(DATA TO PROCESS)

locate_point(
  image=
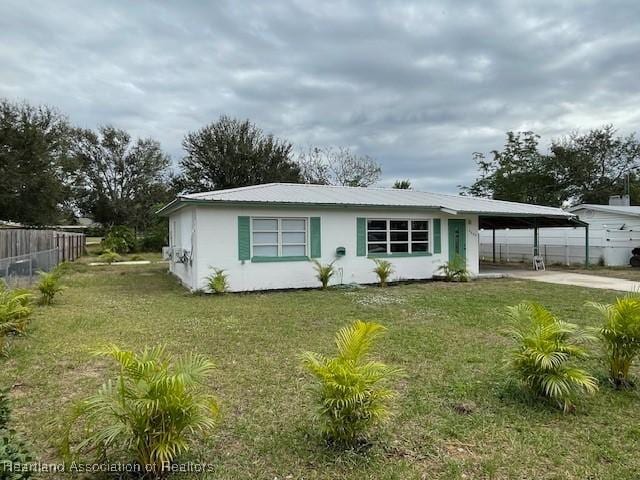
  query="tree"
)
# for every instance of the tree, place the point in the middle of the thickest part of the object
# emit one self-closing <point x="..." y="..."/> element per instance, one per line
<point x="518" y="173"/>
<point x="580" y="168"/>
<point x="338" y="166"/>
<point x="36" y="171"/>
<point x="402" y="184"/>
<point x="235" y="153"/>
<point x="121" y="179"/>
<point x="593" y="166"/>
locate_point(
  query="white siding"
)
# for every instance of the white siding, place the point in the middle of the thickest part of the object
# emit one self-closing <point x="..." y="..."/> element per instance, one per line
<point x="217" y="246"/>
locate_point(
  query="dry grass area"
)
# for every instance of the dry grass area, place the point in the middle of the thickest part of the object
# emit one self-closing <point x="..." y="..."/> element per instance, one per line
<point x="454" y="417"/>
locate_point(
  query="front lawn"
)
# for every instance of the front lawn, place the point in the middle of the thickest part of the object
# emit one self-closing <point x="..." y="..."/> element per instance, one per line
<point x="453" y="417"/>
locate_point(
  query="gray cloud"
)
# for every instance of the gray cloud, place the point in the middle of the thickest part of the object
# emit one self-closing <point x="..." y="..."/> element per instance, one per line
<point x="417" y="86"/>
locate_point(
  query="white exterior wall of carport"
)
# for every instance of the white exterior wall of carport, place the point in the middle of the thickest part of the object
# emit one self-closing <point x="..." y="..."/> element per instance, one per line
<point x="612" y="236"/>
<point x="213" y="234"/>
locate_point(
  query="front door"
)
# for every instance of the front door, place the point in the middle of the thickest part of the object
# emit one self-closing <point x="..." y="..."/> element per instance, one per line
<point x="457" y="238"/>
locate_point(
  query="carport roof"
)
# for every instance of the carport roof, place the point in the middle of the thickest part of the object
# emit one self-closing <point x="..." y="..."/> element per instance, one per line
<point x="330" y="196"/>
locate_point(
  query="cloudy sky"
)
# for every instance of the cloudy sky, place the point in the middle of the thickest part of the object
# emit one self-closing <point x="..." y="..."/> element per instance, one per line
<point x="418" y="86"/>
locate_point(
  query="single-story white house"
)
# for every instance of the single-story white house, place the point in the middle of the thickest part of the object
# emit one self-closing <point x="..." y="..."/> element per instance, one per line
<point x="264" y="236"/>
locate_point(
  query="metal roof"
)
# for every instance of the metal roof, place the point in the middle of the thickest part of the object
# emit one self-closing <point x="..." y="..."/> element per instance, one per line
<point x="618" y="209"/>
<point x="293" y="194"/>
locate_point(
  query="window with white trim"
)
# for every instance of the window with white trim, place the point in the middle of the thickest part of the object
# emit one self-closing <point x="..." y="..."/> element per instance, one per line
<point x="279" y="237"/>
<point x="389" y="236"/>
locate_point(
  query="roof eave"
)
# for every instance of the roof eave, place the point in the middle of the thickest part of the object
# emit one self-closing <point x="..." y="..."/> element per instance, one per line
<point x="181" y="202"/>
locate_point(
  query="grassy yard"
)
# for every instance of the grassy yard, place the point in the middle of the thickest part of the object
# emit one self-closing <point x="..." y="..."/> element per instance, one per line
<point x="453" y="419"/>
<point x="627" y="272"/>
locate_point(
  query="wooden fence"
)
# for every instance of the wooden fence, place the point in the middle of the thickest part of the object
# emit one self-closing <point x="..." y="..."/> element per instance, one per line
<point x="17" y="242"/>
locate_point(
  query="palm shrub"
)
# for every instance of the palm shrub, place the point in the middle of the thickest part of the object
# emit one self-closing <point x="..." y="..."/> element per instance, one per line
<point x="15" y="309"/>
<point x="49" y="286"/>
<point x="541" y="360"/>
<point x="351" y="389"/>
<point x="383" y="270"/>
<point x="218" y="281"/>
<point x="324" y="272"/>
<point x="620" y="335"/>
<point x="150" y="409"/>
<point x="455" y="270"/>
<point x="109" y="256"/>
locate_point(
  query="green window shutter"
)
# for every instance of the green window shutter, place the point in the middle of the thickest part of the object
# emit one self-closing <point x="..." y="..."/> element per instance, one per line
<point x="244" y="238"/>
<point x="437" y="241"/>
<point x="316" y="237"/>
<point x="361" y="237"/>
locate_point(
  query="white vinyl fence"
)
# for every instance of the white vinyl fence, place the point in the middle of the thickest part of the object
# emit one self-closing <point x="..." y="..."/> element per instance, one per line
<point x="556" y="245"/>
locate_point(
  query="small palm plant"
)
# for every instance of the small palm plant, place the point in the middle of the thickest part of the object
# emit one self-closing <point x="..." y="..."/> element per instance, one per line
<point x="109" y="256"/>
<point x="150" y="409"/>
<point x="324" y="272"/>
<point x="383" y="269"/>
<point x="49" y="286"/>
<point x="15" y="309"/>
<point x="620" y="334"/>
<point x="218" y="281"/>
<point x="351" y="389"/>
<point x="455" y="270"/>
<point x="540" y="361"/>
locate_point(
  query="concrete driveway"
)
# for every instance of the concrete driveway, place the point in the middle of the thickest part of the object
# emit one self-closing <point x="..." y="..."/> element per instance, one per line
<point x="568" y="278"/>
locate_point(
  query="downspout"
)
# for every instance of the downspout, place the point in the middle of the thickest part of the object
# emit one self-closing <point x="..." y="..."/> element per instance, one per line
<point x="586" y="245"/>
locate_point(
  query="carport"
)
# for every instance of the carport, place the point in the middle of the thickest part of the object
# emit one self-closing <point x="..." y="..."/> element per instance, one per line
<point x="532" y="222"/>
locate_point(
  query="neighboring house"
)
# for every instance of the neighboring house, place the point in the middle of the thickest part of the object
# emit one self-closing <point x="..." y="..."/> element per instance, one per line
<point x="265" y="235"/>
<point x="614" y="230"/>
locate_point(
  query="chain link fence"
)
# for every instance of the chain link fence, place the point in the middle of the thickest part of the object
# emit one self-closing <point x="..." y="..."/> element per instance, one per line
<point x="22" y="271"/>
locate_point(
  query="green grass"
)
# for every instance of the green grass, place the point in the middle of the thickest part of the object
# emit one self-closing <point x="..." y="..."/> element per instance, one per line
<point x="445" y="336"/>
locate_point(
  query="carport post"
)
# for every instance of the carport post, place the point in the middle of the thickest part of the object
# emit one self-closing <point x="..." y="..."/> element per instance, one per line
<point x="586" y="245"/>
<point x="494" y="245"/>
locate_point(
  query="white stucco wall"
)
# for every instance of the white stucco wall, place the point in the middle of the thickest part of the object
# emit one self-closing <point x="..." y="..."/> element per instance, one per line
<point x="182" y="227"/>
<point x="216" y="245"/>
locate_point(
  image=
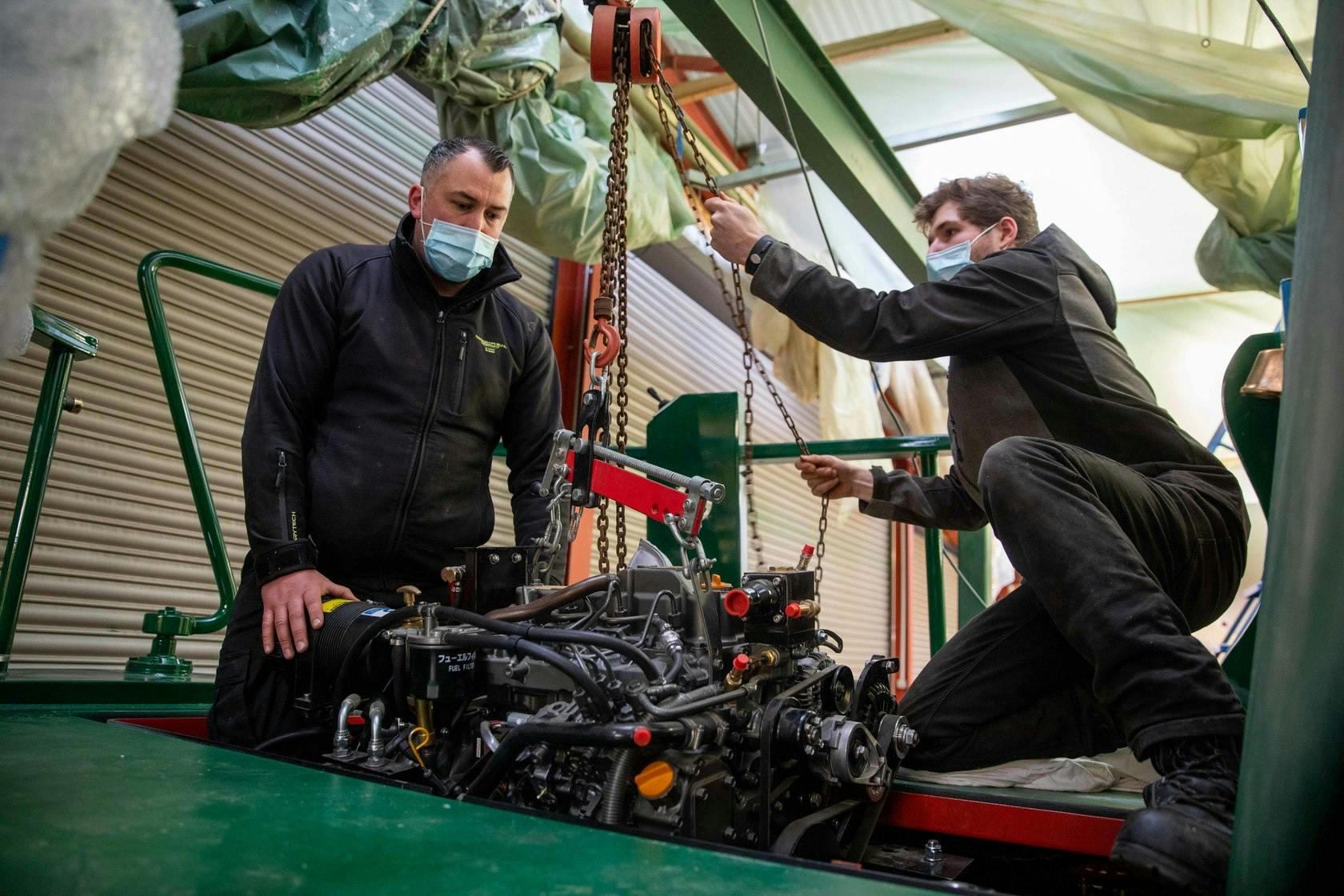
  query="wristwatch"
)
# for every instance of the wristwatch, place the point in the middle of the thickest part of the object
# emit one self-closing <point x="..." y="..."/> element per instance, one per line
<point x="757" y="254"/>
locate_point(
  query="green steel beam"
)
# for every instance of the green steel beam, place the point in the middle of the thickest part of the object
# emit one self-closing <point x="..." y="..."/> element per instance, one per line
<point x="170" y="623"/>
<point x="855" y="449"/>
<point x="911" y="140"/>
<point x="835" y="134"/>
<point x="1290" y="808"/>
<point x="933" y="569"/>
<point x="974" y="561"/>
<point x="66" y="344"/>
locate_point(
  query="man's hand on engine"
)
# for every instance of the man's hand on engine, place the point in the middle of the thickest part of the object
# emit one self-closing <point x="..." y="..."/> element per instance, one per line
<point x="290" y="603"/>
<point x="735" y="230"/>
<point x="834" y="478"/>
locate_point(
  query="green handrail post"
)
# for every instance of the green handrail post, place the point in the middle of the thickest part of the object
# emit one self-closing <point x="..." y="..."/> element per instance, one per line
<point x="167" y="625"/>
<point x="933" y="567"/>
<point x="66" y="344"/>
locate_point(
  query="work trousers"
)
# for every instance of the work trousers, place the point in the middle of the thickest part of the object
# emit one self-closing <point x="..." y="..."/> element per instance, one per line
<point x="254" y="694"/>
<point x="1094" y="650"/>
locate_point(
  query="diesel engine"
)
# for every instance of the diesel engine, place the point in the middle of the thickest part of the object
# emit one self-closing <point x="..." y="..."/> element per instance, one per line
<point x="626" y="699"/>
<point x="655" y="698"/>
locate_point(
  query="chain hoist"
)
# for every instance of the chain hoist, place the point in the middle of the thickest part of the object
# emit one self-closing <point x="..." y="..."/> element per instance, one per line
<point x="737" y="310"/>
<point x="626" y="47"/>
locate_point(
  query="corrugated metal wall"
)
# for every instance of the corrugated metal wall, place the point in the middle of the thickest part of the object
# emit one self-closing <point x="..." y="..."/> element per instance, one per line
<point x="678" y="347"/>
<point x="118" y="535"/>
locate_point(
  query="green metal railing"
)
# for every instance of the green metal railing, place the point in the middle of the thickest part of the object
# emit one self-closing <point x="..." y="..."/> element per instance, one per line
<point x="66" y="344"/>
<point x="170" y="623"/>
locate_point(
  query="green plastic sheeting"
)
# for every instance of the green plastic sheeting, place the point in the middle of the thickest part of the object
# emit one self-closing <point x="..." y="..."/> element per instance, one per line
<point x="262" y="63"/>
<point x="1206" y="89"/>
<point x="488" y="82"/>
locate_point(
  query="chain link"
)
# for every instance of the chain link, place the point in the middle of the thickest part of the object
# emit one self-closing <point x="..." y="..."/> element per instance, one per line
<point x="737" y="310"/>
<point x="613" y="282"/>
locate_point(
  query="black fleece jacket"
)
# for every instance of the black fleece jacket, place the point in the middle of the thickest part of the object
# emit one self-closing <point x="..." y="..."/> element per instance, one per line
<point x="375" y="411"/>
<point x="1030" y="334"/>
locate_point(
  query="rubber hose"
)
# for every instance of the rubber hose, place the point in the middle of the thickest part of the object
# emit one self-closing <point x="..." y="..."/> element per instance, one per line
<point x="617" y="781"/>
<point x="570" y="734"/>
<point x="601" y="702"/>
<point x="286" y="738"/>
<point x="366" y="637"/>
<point x="690" y="708"/>
<point x="561" y="636"/>
<point x="565" y="595"/>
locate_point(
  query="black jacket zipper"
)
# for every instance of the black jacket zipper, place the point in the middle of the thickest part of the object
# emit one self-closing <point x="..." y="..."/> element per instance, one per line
<point x="462" y="372"/>
<point x="426" y="421"/>
<point x="281" y="474"/>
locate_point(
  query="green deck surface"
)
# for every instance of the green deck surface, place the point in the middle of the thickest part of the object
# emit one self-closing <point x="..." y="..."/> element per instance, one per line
<point x="110" y="809"/>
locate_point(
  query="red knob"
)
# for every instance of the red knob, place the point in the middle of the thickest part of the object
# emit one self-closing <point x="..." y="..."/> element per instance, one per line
<point x="737" y="603"/>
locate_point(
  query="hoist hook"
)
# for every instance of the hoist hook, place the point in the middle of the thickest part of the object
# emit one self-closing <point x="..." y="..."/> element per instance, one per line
<point x="610" y="344"/>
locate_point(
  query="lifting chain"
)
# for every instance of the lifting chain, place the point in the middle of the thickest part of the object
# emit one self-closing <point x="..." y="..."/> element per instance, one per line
<point x="737" y="310"/>
<point x="612" y="292"/>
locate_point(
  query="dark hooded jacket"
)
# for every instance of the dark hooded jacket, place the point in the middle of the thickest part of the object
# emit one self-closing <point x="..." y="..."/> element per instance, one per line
<point x="1030" y="334"/>
<point x="375" y="411"/>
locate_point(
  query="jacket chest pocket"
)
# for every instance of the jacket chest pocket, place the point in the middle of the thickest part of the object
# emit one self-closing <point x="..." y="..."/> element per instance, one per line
<point x="476" y="379"/>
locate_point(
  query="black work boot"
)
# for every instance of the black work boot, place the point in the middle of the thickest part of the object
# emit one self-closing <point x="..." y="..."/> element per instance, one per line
<point x="1184" y="836"/>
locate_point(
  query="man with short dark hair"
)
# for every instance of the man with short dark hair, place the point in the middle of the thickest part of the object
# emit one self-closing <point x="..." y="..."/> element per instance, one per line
<point x="1128" y="534"/>
<point x="387" y="377"/>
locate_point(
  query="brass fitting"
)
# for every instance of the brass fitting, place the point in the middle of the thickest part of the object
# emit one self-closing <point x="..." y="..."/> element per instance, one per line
<point x="802" y="609"/>
<point x="425" y="719"/>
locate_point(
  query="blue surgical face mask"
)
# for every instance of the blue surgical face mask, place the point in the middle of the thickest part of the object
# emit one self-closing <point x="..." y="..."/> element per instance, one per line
<point x="944" y="263"/>
<point x="458" y="253"/>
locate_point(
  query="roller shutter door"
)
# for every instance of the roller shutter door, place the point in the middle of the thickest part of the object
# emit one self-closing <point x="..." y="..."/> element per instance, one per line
<point x="118" y="534"/>
<point x="678" y="347"/>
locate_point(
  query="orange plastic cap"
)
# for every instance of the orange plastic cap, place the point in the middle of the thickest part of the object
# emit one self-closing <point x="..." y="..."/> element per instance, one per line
<point x="737" y="603"/>
<point x="656" y="779"/>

(End DATA TO PROCESS)

Exactly as written, reproduce the lines from the beginning of the material through the line with "# for every instance of the white siding, place", and skip any picture.

RESPONSE BELOW:
locate_point(
  image=
  query="tree"
)
# for every instance of the tree, place the point in the middle of the thickest part of the object
# emit one self-closing <point x="..." y="..."/> element per instance, one per line
<point x="518" y="173"/>
<point x="580" y="168"/>
<point x="338" y="166"/>
<point x="36" y="171"/>
<point x="402" y="184"/>
<point x="235" y="153"/>
<point x="121" y="179"/>
<point x="593" y="166"/>
locate_point(
  query="white siding"
)
# for every instance of the white siding, place the point in the middle of the thickest part of the object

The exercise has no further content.